» **Requirement**:
Give back the full listing, character for character, with no pictures.

» **Given entries**:
•••••
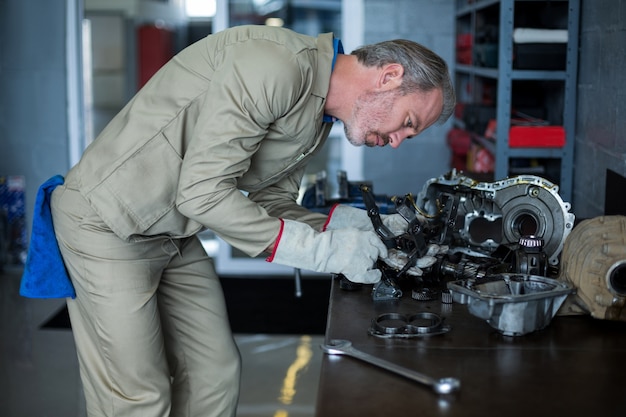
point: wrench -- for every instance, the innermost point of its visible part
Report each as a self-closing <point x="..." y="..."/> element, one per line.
<point x="344" y="347"/>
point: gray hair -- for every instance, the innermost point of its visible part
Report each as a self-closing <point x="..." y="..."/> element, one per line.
<point x="423" y="69"/>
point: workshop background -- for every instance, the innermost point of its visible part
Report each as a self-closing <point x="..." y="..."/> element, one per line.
<point x="42" y="133"/>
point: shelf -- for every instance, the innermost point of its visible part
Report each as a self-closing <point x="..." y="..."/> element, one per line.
<point x="515" y="74"/>
<point x="542" y="91"/>
<point x="477" y="5"/>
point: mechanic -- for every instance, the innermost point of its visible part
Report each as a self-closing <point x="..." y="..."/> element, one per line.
<point x="219" y="139"/>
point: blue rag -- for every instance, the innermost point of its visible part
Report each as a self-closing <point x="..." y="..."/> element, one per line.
<point x="44" y="274"/>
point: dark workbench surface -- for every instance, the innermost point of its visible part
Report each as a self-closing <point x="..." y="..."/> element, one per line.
<point x="574" y="367"/>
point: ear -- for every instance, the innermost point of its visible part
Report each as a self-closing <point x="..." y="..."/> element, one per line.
<point x="390" y="77"/>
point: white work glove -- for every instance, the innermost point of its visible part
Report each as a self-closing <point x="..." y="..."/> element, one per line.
<point x="397" y="259"/>
<point x="350" y="252"/>
<point x="343" y="216"/>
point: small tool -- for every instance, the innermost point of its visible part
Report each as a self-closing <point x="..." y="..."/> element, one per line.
<point x="344" y="347"/>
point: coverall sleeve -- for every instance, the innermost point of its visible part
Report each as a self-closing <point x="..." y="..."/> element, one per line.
<point x="251" y="87"/>
<point x="280" y="201"/>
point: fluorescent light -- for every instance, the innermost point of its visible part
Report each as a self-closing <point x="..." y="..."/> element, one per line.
<point x="200" y="8"/>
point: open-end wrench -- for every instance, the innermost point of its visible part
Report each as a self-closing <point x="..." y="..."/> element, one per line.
<point x="344" y="347"/>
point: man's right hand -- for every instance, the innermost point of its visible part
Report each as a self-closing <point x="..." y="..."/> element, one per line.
<point x="348" y="251"/>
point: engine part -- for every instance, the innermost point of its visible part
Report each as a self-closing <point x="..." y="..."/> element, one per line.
<point x="344" y="347"/>
<point x="481" y="216"/>
<point x="530" y="258"/>
<point x="514" y="304"/>
<point x="395" y="325"/>
<point x="594" y="260"/>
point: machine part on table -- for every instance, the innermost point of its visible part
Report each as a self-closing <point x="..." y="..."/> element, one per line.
<point x="344" y="347"/>
<point x="594" y="260"/>
<point x="385" y="290"/>
<point x="424" y="294"/>
<point x="395" y="325"/>
<point x="481" y="216"/>
<point x="514" y="304"/>
<point x="530" y="258"/>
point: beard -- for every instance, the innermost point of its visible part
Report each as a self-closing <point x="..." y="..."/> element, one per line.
<point x="370" y="111"/>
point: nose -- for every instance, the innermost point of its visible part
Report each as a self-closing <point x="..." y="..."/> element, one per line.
<point x="396" y="139"/>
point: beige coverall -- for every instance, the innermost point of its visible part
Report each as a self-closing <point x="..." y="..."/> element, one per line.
<point x="238" y="110"/>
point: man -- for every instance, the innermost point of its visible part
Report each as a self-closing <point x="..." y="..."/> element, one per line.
<point x="241" y="110"/>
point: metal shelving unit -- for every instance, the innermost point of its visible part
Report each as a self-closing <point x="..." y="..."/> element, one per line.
<point x="504" y="75"/>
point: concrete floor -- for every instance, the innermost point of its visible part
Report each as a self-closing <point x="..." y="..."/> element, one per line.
<point x="39" y="371"/>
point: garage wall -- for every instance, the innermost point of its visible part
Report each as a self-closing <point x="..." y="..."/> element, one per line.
<point x="431" y="23"/>
<point x="601" y="114"/>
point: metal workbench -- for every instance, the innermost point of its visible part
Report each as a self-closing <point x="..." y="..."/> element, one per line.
<point x="573" y="367"/>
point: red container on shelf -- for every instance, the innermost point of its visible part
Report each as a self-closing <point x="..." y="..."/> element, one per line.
<point x="537" y="137"/>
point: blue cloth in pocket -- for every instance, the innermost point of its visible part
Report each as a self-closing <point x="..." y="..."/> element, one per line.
<point x="44" y="274"/>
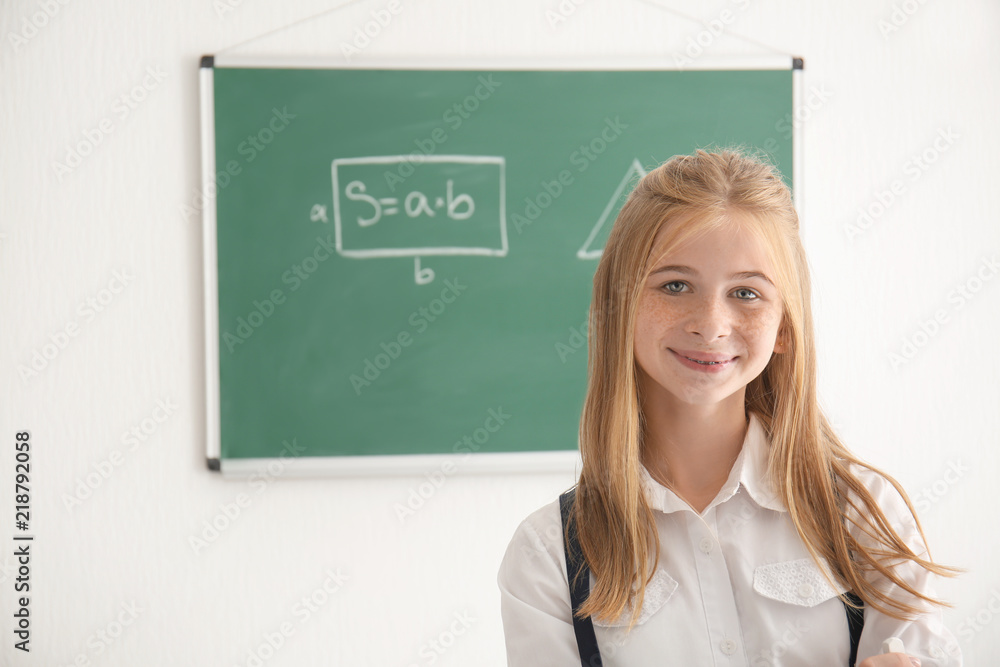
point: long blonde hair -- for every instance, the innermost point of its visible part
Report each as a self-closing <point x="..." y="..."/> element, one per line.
•••••
» **Answer to the exercise**:
point: wrench -- for every instance, the innermost point of its visible part
Report each as a self-closing <point x="..." y="..."/> element, one per line.
<point x="344" y="347"/>
point: gray hair -- for every instance, the innermost point of its visible part
Report each as a self-closing <point x="..." y="..."/> element, one per line.
<point x="423" y="69"/>
point: workshop background -- for every instance, the innermost point of its visible part
Report each as a self-closing <point x="..." y="..."/> element, one per line.
<point x="42" y="133"/>
point: shelf -- for every instance, the innermost point of its visible part
Report each as a self-closing <point x="..." y="..."/> element, one per line.
<point x="515" y="74"/>
<point x="542" y="91"/>
<point x="477" y="5"/>
point: mechanic -- for every instance, the innermost point of its visible part
Report each as a self-closing <point x="..." y="..."/> element, one per line.
<point x="219" y="139"/>
point: blue rag -- for every instance, the innermost point of its visible part
Report each as a self-closing <point x="..." y="..."/> element, one per line.
<point x="44" y="274"/>
point: dark workbench surface -- for every instance, the innermost point of its visible part
Report each as a self-closing <point x="..." y="..."/> element, one per line.
<point x="574" y="367"/>
point: ear -- for every instance, the innermost point of its visible part
Report each as a self-closing <point x="..." y="..."/> element, one per line.
<point x="390" y="77"/>
point: white work glove -- for every instance, the innermost point of its visible part
Report each as a self-closing <point x="..." y="..."/> element, one per line.
<point x="397" y="259"/>
<point x="350" y="252"/>
<point x="343" y="216"/>
point: small tool -- for every instance, the innermost point of its visible part
Report each as a self-closing <point x="..." y="..."/> element, one per line.
<point x="344" y="347"/>
point: coverall sleeve -- for every instance, the innermost point of its visible part
Report each as a self-closing <point x="..." y="..."/> element, one per line.
<point x="251" y="87"/>
<point x="280" y="201"/>
point: fluorescent light -- for every instance, the innermost point of its visible part
Report each as a self-closing <point x="..." y="..."/> element, one per line.
<point x="200" y="8"/>
point: open-end wrench -- for every instance, the innermost point of its visible part
Report each as a self-closing <point x="..." y="..."/> element, one per line.
<point x="344" y="347"/>
point: man's right hand -- for every instance, the innermost point of its visible part
Report each as a self-closing <point x="..." y="..."/> element, one per line.
<point x="348" y="251"/>
point: engine part -- for every instance, the innermost point of its visible part
Report each as a self-closing <point x="..." y="..."/> element, one per line.
<point x="344" y="347"/>
<point x="481" y="216"/>
<point x="530" y="258"/>
<point x="514" y="304"/>
<point x="395" y="325"/>
<point x="594" y="260"/>
point: machine part on table -- for every instance, the innermost point of its visible part
Report each as a self-closing <point x="..." y="..."/> element, one per line.
<point x="344" y="347"/>
<point x="594" y="260"/>
<point x="385" y="290"/>
<point x="424" y="294"/>
<point x="395" y="325"/>
<point x="481" y="216"/>
<point x="514" y="304"/>
<point x="530" y="258"/>
point: beard -- for every instance, the innermost point of its visible part
Report each as a self-closing <point x="..." y="..."/> element, one per line.
<point x="370" y="111"/>
point: nose -- for every instance, the innermost point of its visible part
Report each as a self-closing <point x="..." y="..."/> element, one per line.
<point x="396" y="139"/>
point: beige coverall -- for every instance, the innermost point of its visible part
Report each as a self-closing <point x="..." y="..."/> element, one per line.
<point x="238" y="110"/>
point: man -- for every instance, the innermost point of its visible part
Report each as a self-closing <point x="..." y="..."/> element, one per line.
<point x="241" y="110"/>
point: metal shelving unit -- for every instance, the innermost point of its visible part
Report each as a self-closing <point x="..." y="..."/> element, one per line.
<point x="504" y="75"/>
point: concrete floor -- for every instance, the innermost point of its visible part
Report each as a self-closing <point x="..." y="..."/> element, one per line.
<point x="39" y="371"/>
point: garage wall -- for every instance, the innermost point of its visible part
Report each as a self-closing <point x="..." y="..."/> element, one per line.
<point x="431" y="23"/>
<point x="601" y="114"/>
point: metal workbench -- for every instance, the innermost point of its visible part
Report each as a self-closing <point x="..." y="..."/> element, one per line.
<point x="573" y="367"/>
point: red container on shelf -- for every instance, the innermost point of its visible part
Report each as a self-closing <point x="..." y="..."/> element, one per line.
<point x="537" y="137"/>
point: blue cloth in pocket -- for every instance, the innermost point of its visible part
Report each as a self-closing <point x="..." y="..."/> element, one per line.
<point x="44" y="274"/>
point: long blonde hair -- for every instance, the innermost point of its visible part
Report each as a self-closing <point x="..." y="..."/> element, one per line.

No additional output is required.